_Supplied passage_:
Servant leaders also often do things that seem less than leaderish. Wolfskehl, for example, would clear the snow from employees' cars on wintry days. Other proponents step in for absent staff rather than expecting others to shoulder the burden. At the Ward Group, a $34 million advertising agency in Dallas, founder and CEO Shirley Ward filled a vacant media buyer position for several weeks; she and her son Rob Enright, the agency's president, have been known to man phones in the reception area to give a secretary a break. Similarly, Chris McKee, managing partner of Venturity, a $2 million accounting outsourcing firm in Dallas, has been performing some of the duties of an assistant controller who has been on extended sick leave. Although McKee has 25 employees he can call on, "I don't want the weight of the world on their shoulders during difficult times," he says.

Ward and McKee choose their humble tasks; the leaders of Zingerman's have humble tasks thrust upon them. Weinzweig and Saginaw practice what might be called reverse delegation--constantly asking employees, "What can I do for you?" and usually doing it. "People give me assignments all the time," says Weinzweig. "Sometimes I'm the note-taker. Sometimes I'm the cleaner-upper. Sometimes I bring food to the meetings. Sometimes I'm on my hands and knees wiping up what people spilled." When Weinzweig visits the company's Roadhouse restaurant, busy wait staff don't hesitate to request that he serve patrons or bus tables. "We have to learn to be good followers," says Weinzweig.

Still, Weinzweig is quick to point out that "servant leadership doesn't mean you just do whatever they tell you to." Weinzweig says: "People try to take advantage of it. They'll say 'servant leadership' as a reason why you should do their work. Sometimes I do it. Sometimes they do it."

_Problem details_: In the passage on servant leadership, who filled a vacant media buyer position at the Ward Group for several weeks? The records are not needed for this work.

Point-per-instance localization records
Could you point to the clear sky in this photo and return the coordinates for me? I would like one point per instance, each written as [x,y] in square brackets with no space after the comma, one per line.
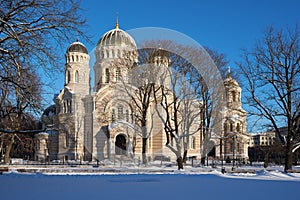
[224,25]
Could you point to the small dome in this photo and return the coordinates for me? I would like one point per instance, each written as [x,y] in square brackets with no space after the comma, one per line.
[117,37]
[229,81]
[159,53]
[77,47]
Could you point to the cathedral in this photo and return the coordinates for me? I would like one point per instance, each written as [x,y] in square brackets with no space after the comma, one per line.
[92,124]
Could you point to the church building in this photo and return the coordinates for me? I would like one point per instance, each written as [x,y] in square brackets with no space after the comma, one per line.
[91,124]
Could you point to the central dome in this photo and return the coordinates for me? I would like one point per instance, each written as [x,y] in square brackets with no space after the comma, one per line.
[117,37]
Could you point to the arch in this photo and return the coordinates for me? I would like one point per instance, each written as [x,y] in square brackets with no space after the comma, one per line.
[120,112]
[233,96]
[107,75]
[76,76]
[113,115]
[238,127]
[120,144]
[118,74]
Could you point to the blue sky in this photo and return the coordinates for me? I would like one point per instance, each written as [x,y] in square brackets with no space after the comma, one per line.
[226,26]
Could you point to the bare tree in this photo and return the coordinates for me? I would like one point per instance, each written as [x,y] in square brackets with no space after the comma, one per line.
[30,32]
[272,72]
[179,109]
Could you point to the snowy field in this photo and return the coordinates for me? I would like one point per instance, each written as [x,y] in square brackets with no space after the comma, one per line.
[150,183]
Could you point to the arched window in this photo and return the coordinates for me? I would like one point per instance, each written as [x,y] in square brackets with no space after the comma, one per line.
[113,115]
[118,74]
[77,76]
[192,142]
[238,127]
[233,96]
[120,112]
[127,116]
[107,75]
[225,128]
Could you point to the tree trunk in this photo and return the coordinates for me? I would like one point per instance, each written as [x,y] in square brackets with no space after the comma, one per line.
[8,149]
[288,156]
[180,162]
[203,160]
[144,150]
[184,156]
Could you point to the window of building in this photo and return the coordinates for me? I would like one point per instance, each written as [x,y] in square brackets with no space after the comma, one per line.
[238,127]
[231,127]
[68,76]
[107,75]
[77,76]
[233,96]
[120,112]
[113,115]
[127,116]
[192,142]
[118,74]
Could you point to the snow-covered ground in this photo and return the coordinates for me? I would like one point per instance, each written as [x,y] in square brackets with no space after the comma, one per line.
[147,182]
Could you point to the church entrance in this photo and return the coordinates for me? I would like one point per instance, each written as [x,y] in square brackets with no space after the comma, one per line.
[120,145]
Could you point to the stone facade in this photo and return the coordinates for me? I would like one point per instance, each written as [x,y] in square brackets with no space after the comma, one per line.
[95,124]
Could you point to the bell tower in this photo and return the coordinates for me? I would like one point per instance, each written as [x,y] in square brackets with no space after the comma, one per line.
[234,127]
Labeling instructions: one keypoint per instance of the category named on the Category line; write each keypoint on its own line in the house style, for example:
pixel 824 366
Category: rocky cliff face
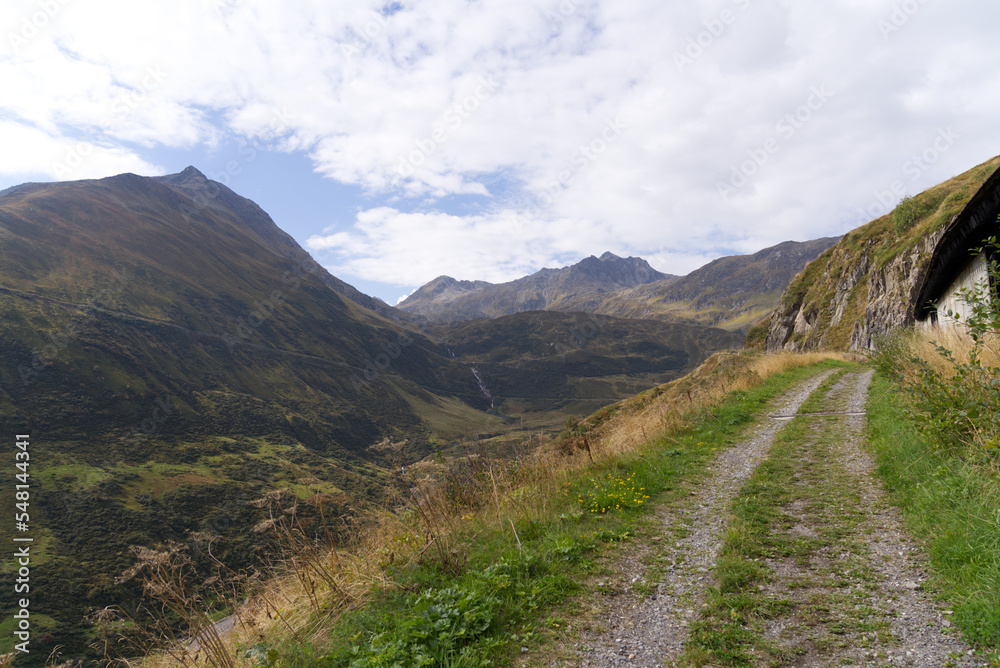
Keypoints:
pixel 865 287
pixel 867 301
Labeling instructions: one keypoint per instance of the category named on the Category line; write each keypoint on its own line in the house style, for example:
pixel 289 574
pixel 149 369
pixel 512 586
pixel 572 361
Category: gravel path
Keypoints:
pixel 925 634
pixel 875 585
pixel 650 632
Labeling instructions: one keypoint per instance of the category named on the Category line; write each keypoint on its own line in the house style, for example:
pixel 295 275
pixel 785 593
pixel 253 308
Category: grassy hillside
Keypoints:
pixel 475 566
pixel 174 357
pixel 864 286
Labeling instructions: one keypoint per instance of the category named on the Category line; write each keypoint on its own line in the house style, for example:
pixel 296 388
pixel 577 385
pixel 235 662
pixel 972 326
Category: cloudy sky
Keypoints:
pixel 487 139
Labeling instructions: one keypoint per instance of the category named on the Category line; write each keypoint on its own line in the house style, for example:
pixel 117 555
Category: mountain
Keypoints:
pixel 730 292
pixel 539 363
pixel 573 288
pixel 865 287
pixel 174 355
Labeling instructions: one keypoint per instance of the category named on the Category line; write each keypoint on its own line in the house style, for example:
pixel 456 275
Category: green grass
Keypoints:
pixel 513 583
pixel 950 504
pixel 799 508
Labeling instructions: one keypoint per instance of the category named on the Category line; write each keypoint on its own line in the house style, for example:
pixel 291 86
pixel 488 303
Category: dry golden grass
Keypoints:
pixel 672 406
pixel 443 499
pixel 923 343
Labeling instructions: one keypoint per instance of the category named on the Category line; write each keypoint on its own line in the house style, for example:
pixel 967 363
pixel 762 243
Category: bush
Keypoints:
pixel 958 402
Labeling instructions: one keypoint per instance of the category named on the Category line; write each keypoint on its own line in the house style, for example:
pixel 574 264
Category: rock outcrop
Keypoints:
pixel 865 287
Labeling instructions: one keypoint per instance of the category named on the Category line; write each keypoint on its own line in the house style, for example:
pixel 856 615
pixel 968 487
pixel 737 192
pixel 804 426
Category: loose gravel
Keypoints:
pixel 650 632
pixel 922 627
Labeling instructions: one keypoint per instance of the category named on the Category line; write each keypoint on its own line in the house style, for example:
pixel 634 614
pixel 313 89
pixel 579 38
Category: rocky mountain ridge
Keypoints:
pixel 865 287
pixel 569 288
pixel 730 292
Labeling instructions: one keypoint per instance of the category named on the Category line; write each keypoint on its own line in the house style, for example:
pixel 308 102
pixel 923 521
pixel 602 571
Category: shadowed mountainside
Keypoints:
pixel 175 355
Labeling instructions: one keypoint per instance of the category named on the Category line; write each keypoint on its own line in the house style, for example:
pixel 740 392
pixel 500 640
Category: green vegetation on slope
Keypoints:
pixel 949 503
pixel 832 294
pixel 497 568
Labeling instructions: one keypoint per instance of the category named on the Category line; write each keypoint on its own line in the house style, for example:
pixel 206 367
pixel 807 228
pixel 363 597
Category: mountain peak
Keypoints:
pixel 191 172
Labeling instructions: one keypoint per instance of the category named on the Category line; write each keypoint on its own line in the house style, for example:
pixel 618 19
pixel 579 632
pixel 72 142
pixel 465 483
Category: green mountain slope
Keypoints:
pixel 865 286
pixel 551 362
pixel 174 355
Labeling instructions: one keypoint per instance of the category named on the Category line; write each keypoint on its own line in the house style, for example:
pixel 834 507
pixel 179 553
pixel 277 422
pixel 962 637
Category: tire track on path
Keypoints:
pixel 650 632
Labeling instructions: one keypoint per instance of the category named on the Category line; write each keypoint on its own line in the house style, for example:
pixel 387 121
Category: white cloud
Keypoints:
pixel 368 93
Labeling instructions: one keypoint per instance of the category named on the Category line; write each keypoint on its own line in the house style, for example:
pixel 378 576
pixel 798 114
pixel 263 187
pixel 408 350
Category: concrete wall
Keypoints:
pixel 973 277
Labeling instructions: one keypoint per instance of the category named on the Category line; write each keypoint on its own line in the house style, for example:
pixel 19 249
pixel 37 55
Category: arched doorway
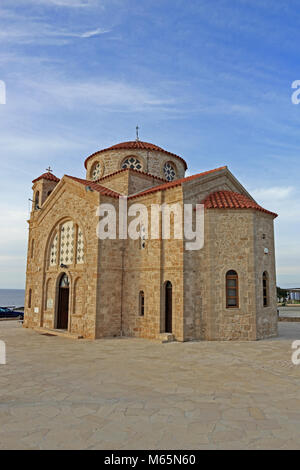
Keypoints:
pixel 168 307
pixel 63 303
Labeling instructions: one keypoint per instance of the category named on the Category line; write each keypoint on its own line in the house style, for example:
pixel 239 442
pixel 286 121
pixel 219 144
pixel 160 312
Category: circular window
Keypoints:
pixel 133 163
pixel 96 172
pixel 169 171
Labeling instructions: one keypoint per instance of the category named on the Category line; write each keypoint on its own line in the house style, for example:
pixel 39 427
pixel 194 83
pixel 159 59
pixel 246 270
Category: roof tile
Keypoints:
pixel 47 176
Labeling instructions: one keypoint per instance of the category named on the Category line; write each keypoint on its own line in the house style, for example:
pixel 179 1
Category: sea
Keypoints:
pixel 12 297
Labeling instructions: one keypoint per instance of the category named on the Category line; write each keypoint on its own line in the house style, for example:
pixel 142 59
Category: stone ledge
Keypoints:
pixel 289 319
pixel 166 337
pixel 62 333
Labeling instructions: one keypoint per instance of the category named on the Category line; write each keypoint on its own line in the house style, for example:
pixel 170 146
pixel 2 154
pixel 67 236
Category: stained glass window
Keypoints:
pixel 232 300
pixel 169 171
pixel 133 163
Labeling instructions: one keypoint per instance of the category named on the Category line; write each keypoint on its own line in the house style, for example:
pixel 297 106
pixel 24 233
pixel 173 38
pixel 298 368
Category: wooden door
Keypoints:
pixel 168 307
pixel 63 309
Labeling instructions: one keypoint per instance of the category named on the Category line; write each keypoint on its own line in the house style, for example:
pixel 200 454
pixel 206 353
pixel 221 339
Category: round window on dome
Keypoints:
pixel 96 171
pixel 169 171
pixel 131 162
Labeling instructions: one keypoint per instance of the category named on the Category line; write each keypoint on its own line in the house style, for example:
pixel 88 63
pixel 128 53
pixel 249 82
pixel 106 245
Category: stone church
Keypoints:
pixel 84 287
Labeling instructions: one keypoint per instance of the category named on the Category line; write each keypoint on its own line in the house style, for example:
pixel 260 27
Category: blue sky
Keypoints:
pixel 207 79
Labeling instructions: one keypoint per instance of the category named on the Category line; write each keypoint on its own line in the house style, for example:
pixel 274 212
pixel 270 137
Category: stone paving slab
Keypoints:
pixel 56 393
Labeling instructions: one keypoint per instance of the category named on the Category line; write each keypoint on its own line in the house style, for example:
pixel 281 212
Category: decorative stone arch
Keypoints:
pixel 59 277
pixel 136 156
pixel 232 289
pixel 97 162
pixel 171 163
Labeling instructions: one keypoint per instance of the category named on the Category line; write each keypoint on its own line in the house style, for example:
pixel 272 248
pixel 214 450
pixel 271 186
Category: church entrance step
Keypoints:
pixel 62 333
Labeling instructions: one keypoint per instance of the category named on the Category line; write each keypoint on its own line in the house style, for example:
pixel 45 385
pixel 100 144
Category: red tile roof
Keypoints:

_Answer to the problem_: Shirley Ward, the agency's founder and CEO.